→ EXERCISE: Nothing should appear in the answer except the lines from the one containing "kinda urgent — can u detect the pale" through the end of the records below, written out exactly.

*** Opening of THE DATA ***

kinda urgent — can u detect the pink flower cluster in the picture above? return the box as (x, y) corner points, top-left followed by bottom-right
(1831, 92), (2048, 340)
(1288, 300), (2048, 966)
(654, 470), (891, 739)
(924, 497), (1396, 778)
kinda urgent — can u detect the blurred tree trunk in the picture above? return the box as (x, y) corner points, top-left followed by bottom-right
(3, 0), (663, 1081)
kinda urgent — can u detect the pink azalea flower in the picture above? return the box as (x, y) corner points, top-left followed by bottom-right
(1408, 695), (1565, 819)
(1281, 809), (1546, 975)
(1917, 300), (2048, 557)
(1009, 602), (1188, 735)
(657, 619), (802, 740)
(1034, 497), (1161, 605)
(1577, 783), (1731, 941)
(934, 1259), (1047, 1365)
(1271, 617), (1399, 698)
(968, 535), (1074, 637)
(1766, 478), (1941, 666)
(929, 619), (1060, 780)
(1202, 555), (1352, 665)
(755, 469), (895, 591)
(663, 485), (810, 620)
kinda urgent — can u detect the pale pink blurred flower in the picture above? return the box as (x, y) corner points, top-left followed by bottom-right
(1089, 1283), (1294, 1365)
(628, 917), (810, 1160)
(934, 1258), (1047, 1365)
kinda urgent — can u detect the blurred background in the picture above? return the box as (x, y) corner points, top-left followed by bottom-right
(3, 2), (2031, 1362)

*** Close of THE DATA ***

→ EXPECTED OUTPUT:
kinda urgent — can u detect the pale pink blurred flower in the picture above? return the box as (x, y) corner points, top-left followed by bottom-right
(1089, 1283), (1294, 1365)
(628, 917), (810, 1160)
(934, 1258), (1047, 1365)
kinda urgent — can u detect the blurred background in the picture above? return the box as (x, y) corner points, top-left followed by bottom-right
(3, 2), (2031, 1362)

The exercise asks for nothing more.